_本文_

########

『自分で仕事をつくりだす』 健康に暮らし生きることが、仕事になる。それがナリワイという生き方だ

『自分で仕事をつくりだす』 健康に暮らし生きることが、仕事になる。それがナリワイという生き方だ

写真/佐坂和也 文/小山和之

「個人で元手が少なく多少の特訓ではじめられて、やればやるほど頭と体が鍛えられて技が身につき、ついでに仲間が増える仕事」——。伊藤洋志さんは、それを『ナリワイ』と呼ぶ。面白さ、健康、最後にお金といった優先順位で、自分が生きるなかで必要なものを仕事にし、直接的に生活を充実させる。そんなナリワイをつくりだす、伊藤さんの働き方について伺った。

本記事は『働き方変革プロジェクト』サイトに掲載された記事を転載したものです。

モンゴルに行きたかったから、モンゴルツアーの仕事をつくった

ー どうしてナリワイと言うようになったんでしょうか?

ビジネスではない『仕事』をつくりたいと思っていたからです。ビジネスはbusyが語源です。忙しいというのは嫌だなと、考え方を変えるにはまず言葉を変えようと、ナリワイという名前を付けました。

ー ナリワイとはどういう仕事を指しているんですか?

具体例をあげると、ナリワイの第一号はモンゴルのツアーです。モンゴルの暮らしや文化、遊牧生活を体験するというツアーです。2007年7月に1回目のツアーを行い、もう20回目くらいになります。

モンゴルツアーの様子

ー なぜモンゴルのツアーだったんですか?

僕がモンゴルに行きたかったからです。自分はどのみち行くので、じゃあ、ほかの人も行けるように間口を広げようと思って始めました。自分が生きるなかで必要なものを仕事にする。仕事で生活を充実させて、ついでにお金も稼ぐという感覚です。

########

_課題 1_
本文によると、ナリワイの第一号であるモンゴルのツアーの1回目はいつ行われましたか。
_課題 2_
本文の「モンゴルに行きたかったから、モンゴルツアーの仕事をつくった」から「う20回目くらいになります。」までの部分を、一字一句違えずに書き写してください。

########

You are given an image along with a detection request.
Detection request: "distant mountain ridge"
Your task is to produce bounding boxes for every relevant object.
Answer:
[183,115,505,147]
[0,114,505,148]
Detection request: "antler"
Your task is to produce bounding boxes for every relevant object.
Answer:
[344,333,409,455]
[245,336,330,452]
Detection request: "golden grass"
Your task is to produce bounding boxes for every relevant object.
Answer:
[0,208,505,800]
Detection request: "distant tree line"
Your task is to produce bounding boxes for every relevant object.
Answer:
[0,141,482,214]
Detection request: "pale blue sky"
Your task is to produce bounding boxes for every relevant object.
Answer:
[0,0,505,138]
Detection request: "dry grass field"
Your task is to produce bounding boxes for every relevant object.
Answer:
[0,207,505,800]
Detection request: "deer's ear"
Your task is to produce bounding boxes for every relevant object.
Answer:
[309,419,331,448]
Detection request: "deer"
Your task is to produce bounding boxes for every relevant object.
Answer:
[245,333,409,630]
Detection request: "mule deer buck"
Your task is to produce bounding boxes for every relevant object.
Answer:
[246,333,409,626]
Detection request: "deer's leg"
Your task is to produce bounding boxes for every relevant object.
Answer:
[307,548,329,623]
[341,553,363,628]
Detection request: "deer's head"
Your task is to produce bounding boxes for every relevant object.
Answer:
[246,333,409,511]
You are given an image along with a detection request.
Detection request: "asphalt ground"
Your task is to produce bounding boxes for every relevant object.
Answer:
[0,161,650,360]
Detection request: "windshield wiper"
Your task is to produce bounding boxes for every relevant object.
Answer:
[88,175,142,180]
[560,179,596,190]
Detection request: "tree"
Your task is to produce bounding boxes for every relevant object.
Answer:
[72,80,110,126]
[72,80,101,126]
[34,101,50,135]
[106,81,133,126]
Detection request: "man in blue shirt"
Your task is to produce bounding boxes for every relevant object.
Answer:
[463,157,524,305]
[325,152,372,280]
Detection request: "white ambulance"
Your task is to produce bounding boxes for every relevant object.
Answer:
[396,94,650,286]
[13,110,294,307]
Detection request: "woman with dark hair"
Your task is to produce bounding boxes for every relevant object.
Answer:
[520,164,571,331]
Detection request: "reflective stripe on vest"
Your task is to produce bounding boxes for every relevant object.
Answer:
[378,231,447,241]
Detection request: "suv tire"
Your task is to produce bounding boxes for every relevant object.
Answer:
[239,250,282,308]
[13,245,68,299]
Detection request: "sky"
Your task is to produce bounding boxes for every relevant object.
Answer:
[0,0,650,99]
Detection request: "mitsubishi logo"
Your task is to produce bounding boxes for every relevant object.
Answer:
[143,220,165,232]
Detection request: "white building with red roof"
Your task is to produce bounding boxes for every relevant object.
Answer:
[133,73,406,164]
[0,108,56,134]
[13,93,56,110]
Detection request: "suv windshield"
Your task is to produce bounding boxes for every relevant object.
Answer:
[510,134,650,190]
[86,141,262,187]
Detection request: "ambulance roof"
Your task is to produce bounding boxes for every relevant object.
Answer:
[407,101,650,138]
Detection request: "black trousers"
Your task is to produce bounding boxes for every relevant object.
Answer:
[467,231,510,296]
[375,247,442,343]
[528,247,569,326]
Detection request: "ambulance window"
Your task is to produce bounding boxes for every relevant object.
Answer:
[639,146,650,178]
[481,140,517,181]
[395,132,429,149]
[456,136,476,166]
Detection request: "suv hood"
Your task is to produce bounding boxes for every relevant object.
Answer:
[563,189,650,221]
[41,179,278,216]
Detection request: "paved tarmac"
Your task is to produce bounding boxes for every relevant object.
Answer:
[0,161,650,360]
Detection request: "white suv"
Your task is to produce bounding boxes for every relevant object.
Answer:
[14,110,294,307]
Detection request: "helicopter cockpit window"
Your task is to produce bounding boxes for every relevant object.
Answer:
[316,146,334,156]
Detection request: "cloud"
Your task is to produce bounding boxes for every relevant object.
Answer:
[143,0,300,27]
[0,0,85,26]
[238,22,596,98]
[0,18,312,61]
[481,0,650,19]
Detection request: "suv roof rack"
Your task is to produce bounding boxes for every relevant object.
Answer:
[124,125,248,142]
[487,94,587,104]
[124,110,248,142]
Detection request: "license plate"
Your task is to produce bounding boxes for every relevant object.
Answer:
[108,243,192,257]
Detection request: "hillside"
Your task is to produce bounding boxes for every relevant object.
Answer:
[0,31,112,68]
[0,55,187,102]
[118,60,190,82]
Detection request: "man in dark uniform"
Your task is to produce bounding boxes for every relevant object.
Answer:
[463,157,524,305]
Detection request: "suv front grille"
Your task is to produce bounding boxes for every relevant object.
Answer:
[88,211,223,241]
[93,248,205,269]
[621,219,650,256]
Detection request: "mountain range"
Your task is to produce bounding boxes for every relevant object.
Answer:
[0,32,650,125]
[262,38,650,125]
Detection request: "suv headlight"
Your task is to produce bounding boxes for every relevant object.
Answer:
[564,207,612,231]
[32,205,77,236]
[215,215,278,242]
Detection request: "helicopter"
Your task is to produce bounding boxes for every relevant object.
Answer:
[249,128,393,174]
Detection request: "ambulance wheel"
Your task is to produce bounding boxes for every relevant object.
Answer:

########

_正解 1_
2007年7月です。

_正解 2_
モンゴルに行きたかったから、モンゴルツアーの仕事をつくった

ー どうしてナリワイと言うようになったんでしょうか?

ビジネスではない『仕事』をつくりたいと思っていたからです。ビジネスはbusyが語源です。忙しいというのは嫌だなと、考え方を変えるにはまず言葉を変えようと、ナリワイという名前を付けました。

ー ナリワイとはどういう仕事を指しているんですか?

具体例をあげると、ナリワイの第一号はモンゴルのツアーです。モンゴルの暮らしや文化、遊牧生活を体験するというツアーです。2007年7月に1回目のツアーを行い、もう20回目くらいになります。